**CONSIGNE 1:**
Relevez toutes les mesures prises par un employeur à l'encontre d'un salarié dans l'extrait sur les arrêts de la chambre sociale.
**CONSIGNE 2:**
Répondez à ces questions d'après l'extrait sur les arrêts de la chambre sociale, une réponse par ligne :
(a) Pour quel motif l'ancien représentant du personnel a-t-il été licencié ?
(b) Qu'est-ce que la salariée de l'association avait remis à des mineurs ?
(c) Quel principe prévu par le règlement intérieur de l'association la Cour d'appel a-t-elle jugé méconnu ?
**CONSIGNE 3:**
Poursuivez l'extrait sur les arrêts de la chambre sociale après sa dernière phrase.

**EXTRAIT DU DOCUMENT:**
+-------+

A l’issue de sa période de protection, un ancien représentant du personnel était licencié pour inaptitude avec impossibilité de reclassement. Il contestait le bien-fondé de son licenciement et sollicitait la reconnaissance d’une discrimination syndicale. Malgré l’absence de démonstration d’un quelconque préjudice, la chambre sociale de la Cour de cassation a fait droit aux prétentions du salarié en affirmant que « le seul constat de l’existence d’une discrimination syndicale ouvre droit à réparation » (Cass. Soc. 10 septembre 2025, n°23-21.124).
LIBERTE RELIGIEUSE: Le licenciement fondé sur des faits relevant de la liberté religieuse et intervenus dans la sphère privée du salarié est nul.
Une salariée d’une association œuvrant pour la protection de l’enfance avait été sanctionnée d’un avertissement pour avoir remis une Bible à des mineurs, puis licenciée après avoir réitéré ces agissements. Cette dernière sollicitait l’annulation des sanctions prononcées à son encontre. La Cour d’appel a jugé que son comportement de nature prosélyte à l’égard d’un public particulièrement vulnérable constituait un abus de sa liberté religieuse et méconnaissait le principe de neutralité prévu par le règlement intérieur de l’association. La chambre sociale de la Cour de cassation casse cette décision : « en statuant ainsi, alors qu’elle avait constaté que la salariée, agente de service et non éducatrice, avait pris l’initiative de se déplacer à l’hôpital où la mineure avait été admise pour lui remettre une Bible, ce dont il résultait que les faits reprochés par l’employeur étaient intervenus en dehors du temps et du lieu du travail de la salariée et ne relevaient pas de l’exercice de ses fonctions professionnelles, de sorte que le licenciement prononcé pour motif disciplinaire en raison de faits relevant, dans la vie personnelle de la salariée, de l’exercice de sa liberté de religion était discriminatoire et donc nul, la cour d’appel a violé les textes susvisés » (Cass. Soc. 10 septembre 2025, n°23-22.722).

+-------+

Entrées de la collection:
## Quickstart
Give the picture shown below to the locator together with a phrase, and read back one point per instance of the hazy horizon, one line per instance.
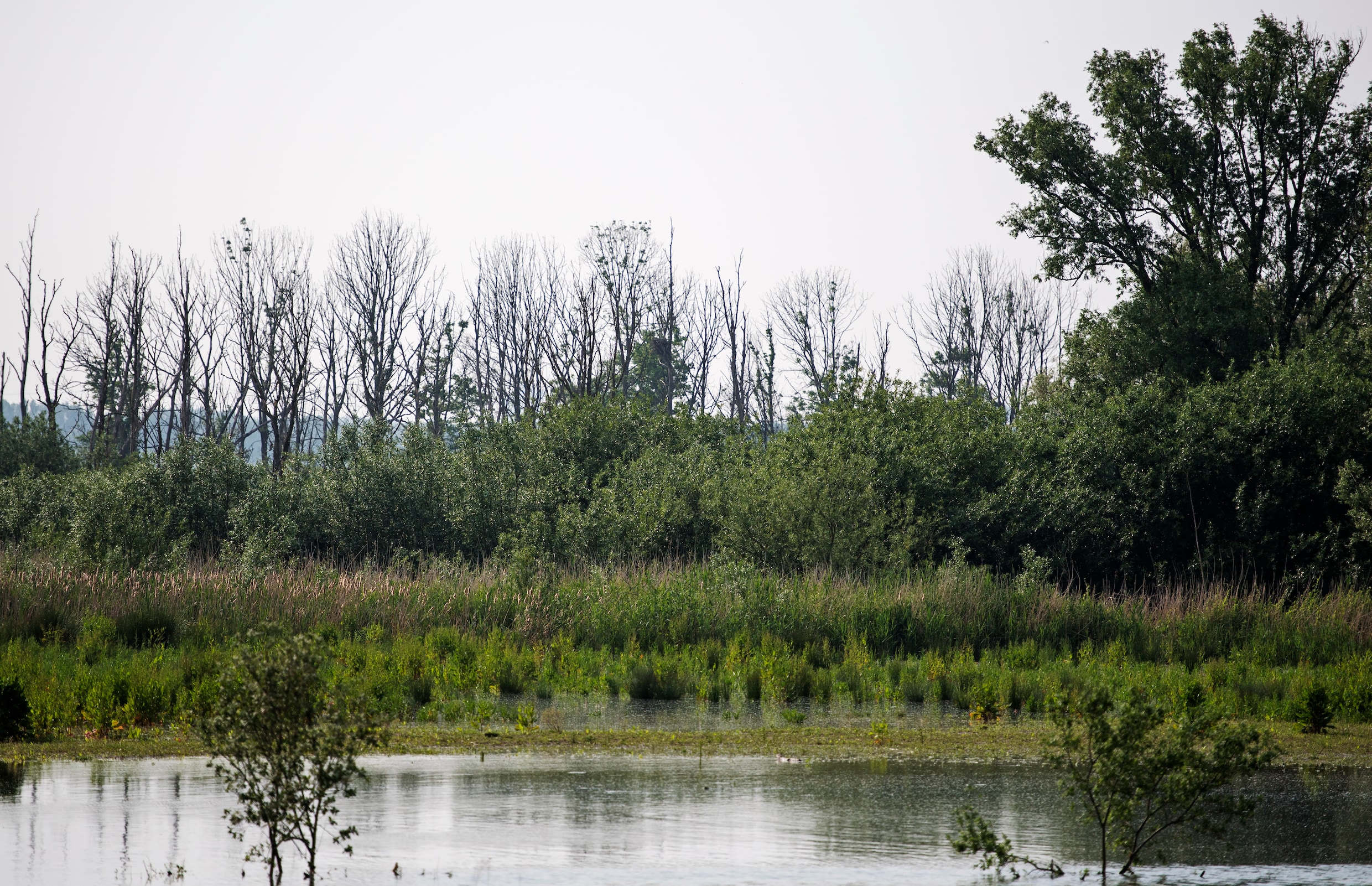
(801, 136)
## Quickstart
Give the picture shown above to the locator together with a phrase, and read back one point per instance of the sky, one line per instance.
(801, 135)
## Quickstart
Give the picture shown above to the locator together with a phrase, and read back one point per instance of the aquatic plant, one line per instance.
(286, 745)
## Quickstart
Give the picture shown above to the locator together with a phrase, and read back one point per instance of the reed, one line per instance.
(662, 605)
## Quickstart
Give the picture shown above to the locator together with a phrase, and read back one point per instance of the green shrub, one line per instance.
(14, 711)
(1313, 711)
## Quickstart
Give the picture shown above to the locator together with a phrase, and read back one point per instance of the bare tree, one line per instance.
(54, 348)
(669, 322)
(101, 345)
(704, 330)
(814, 313)
(335, 360)
(575, 346)
(439, 393)
(881, 334)
(25, 279)
(988, 327)
(184, 287)
(268, 276)
(383, 271)
(625, 258)
(729, 297)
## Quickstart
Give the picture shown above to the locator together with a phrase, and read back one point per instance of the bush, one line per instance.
(647, 683)
(1313, 711)
(147, 626)
(14, 711)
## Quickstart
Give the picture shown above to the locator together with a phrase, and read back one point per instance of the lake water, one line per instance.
(616, 819)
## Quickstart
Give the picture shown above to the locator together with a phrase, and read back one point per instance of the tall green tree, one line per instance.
(1235, 195)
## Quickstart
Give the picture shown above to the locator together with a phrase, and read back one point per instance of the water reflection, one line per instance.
(12, 779)
(584, 819)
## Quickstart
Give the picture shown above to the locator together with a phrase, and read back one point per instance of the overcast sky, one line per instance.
(802, 135)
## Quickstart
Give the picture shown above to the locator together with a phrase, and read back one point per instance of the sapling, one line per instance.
(286, 745)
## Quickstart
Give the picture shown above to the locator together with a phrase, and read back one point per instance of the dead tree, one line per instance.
(438, 391)
(814, 313)
(335, 377)
(184, 287)
(54, 348)
(766, 395)
(383, 271)
(101, 346)
(729, 296)
(273, 303)
(988, 328)
(704, 322)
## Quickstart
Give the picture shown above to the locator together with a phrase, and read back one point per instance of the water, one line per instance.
(614, 819)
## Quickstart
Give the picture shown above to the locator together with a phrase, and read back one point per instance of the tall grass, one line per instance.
(662, 605)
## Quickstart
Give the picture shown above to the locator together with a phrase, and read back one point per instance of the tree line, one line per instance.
(269, 350)
(611, 405)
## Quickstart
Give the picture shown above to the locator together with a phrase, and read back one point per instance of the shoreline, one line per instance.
(1347, 745)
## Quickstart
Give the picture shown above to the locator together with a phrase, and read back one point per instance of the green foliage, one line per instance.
(14, 711)
(1191, 196)
(975, 837)
(881, 479)
(286, 745)
(1153, 479)
(1313, 712)
(35, 445)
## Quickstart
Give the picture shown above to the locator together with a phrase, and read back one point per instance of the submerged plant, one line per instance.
(976, 837)
(286, 745)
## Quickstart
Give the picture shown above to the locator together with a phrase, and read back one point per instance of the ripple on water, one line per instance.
(588, 819)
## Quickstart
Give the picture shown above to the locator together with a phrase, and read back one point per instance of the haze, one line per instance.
(801, 135)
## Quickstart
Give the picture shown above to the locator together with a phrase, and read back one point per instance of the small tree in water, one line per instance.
(286, 747)
(1138, 771)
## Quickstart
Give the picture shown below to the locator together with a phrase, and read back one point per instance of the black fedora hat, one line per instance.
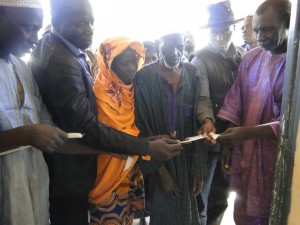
(220, 13)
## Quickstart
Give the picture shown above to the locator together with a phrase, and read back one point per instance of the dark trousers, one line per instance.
(69, 211)
(217, 201)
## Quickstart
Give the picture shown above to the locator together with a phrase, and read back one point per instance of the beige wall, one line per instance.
(294, 217)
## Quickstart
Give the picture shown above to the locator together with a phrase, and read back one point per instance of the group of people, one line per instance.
(133, 115)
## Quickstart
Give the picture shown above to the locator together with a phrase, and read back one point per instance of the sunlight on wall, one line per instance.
(147, 20)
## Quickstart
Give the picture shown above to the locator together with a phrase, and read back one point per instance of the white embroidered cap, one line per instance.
(22, 3)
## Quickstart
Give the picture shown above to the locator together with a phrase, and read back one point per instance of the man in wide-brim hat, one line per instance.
(219, 61)
(220, 13)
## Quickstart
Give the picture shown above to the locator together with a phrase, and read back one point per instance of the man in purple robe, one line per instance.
(253, 105)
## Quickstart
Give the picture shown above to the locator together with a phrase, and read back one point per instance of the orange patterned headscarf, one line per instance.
(115, 106)
(115, 100)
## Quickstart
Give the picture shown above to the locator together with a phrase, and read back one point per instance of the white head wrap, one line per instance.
(22, 3)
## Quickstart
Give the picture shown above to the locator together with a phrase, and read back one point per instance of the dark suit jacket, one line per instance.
(66, 89)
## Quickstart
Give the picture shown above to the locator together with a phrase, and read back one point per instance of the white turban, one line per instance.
(22, 3)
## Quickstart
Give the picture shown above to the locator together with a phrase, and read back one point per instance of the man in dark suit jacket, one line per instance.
(64, 78)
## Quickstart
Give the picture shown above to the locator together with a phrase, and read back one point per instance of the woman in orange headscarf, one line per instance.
(118, 194)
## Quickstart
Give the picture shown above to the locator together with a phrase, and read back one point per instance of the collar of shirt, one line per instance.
(76, 51)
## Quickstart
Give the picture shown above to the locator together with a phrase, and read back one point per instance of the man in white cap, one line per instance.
(65, 81)
(173, 98)
(24, 176)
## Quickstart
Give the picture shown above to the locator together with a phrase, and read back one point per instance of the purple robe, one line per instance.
(255, 98)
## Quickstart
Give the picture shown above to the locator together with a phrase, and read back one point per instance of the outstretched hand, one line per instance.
(233, 137)
(45, 137)
(225, 159)
(205, 130)
(164, 149)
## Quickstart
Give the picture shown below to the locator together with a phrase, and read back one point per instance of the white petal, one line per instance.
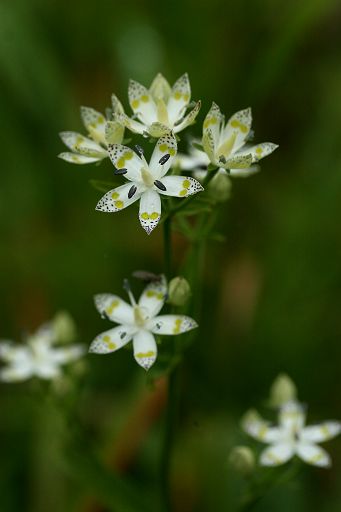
(166, 145)
(244, 173)
(277, 454)
(145, 349)
(189, 119)
(179, 99)
(125, 158)
(292, 416)
(180, 186)
(117, 199)
(313, 454)
(94, 122)
(238, 128)
(114, 132)
(142, 103)
(153, 297)
(150, 210)
(160, 88)
(258, 151)
(112, 340)
(116, 105)
(77, 159)
(131, 124)
(116, 309)
(171, 324)
(322, 432)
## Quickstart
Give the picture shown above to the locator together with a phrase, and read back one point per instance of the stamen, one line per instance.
(139, 150)
(164, 159)
(120, 171)
(132, 191)
(160, 185)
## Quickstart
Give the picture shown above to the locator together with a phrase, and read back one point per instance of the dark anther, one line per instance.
(159, 185)
(139, 150)
(132, 191)
(164, 159)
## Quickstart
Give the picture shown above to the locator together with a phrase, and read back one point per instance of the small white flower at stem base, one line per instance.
(38, 357)
(146, 182)
(160, 108)
(101, 132)
(291, 437)
(138, 321)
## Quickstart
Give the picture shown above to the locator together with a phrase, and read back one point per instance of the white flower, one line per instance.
(291, 437)
(101, 132)
(37, 357)
(146, 181)
(225, 145)
(138, 322)
(160, 108)
(198, 161)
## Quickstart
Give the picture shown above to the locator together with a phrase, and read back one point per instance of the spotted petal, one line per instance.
(171, 324)
(150, 210)
(322, 432)
(116, 309)
(112, 340)
(142, 103)
(277, 454)
(94, 122)
(145, 349)
(238, 127)
(313, 454)
(179, 99)
(188, 119)
(166, 145)
(154, 296)
(180, 186)
(117, 199)
(125, 158)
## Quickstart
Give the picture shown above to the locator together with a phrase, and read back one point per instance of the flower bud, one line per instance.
(179, 291)
(242, 460)
(64, 327)
(283, 390)
(220, 187)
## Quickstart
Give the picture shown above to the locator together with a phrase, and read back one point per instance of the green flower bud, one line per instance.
(220, 187)
(179, 291)
(242, 460)
(64, 327)
(282, 390)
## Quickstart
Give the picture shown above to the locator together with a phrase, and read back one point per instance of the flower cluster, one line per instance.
(38, 356)
(291, 436)
(162, 112)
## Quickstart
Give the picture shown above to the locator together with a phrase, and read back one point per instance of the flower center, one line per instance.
(147, 177)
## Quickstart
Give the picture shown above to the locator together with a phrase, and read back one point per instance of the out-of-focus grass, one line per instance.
(272, 291)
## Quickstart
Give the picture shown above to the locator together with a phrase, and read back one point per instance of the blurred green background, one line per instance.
(272, 296)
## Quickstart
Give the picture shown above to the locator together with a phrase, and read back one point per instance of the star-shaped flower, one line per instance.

+-------+

**RÉPONSE 1:**
- Licenciement pour inaptitude avec impossibilité de reclassement
- Avertissement
- Licenciement pour motif disciplinaire

**RÉPONSE 2:**
(a) Pour inaptitude avec impossibilité de reclassement.
(b) Une Bible.
(c) Le principe de neutralité.

**RÉPONSE 3:**
PROCEDURE DE LICENCIEMENT: L’employeur n’est pas tenu d’informer le salarié de son droit de se taire durant l’entretien préalable au licenciement.
Le Conseil constitutionnel a été saisi par le Conseil d’Etat et la Cour de cassation d’une Question Prioritaire de Constitutionnalité (QPC) portant sur les dispositions des articles L.1232-2 et suivants du Code du travail, lesquelles prévoient que l’employeur doit recueillir les explications du salarié au cours de l’entretien préalable. Il s’agissait de déterminer si ces dispositions ne méconnaissaient pas le droit de se taire, prévu à l’article 9 de la Déclaration des droits de l’Homme de 1789. Les Sages ont répondu par la négative, estimant que le droit de se taire ne s’appliquait qu’aux sanctions à caractère punitif et non « aux mesures qui, prises dans le cadre d’une relation de droit privé, ne traduisent pas l’exercice de prérogatives de puissance publique ». Ainsi, « ni le licenciement pour motif personnel d’un salarié, ni la sanction prise par un employeur dans le cadre d’un contrat de travail ne constituent une sanction ayant le caractère d’une punition au sens des exigences constitutionnelles précitées ». En conséquence, les dispositions du Code du travail en cause sont bien conformes à la Constitution (Conseil Constitutionnel, 19 septembre 2025, n° 2025-1160/1161/1162).
BULLETIN DE SALAIRE: La mention des jours de RTT sur le bulletin de salaire n’a qu’une valeur informative et la charge de la preuve de leur octroi incombe à l’employeur.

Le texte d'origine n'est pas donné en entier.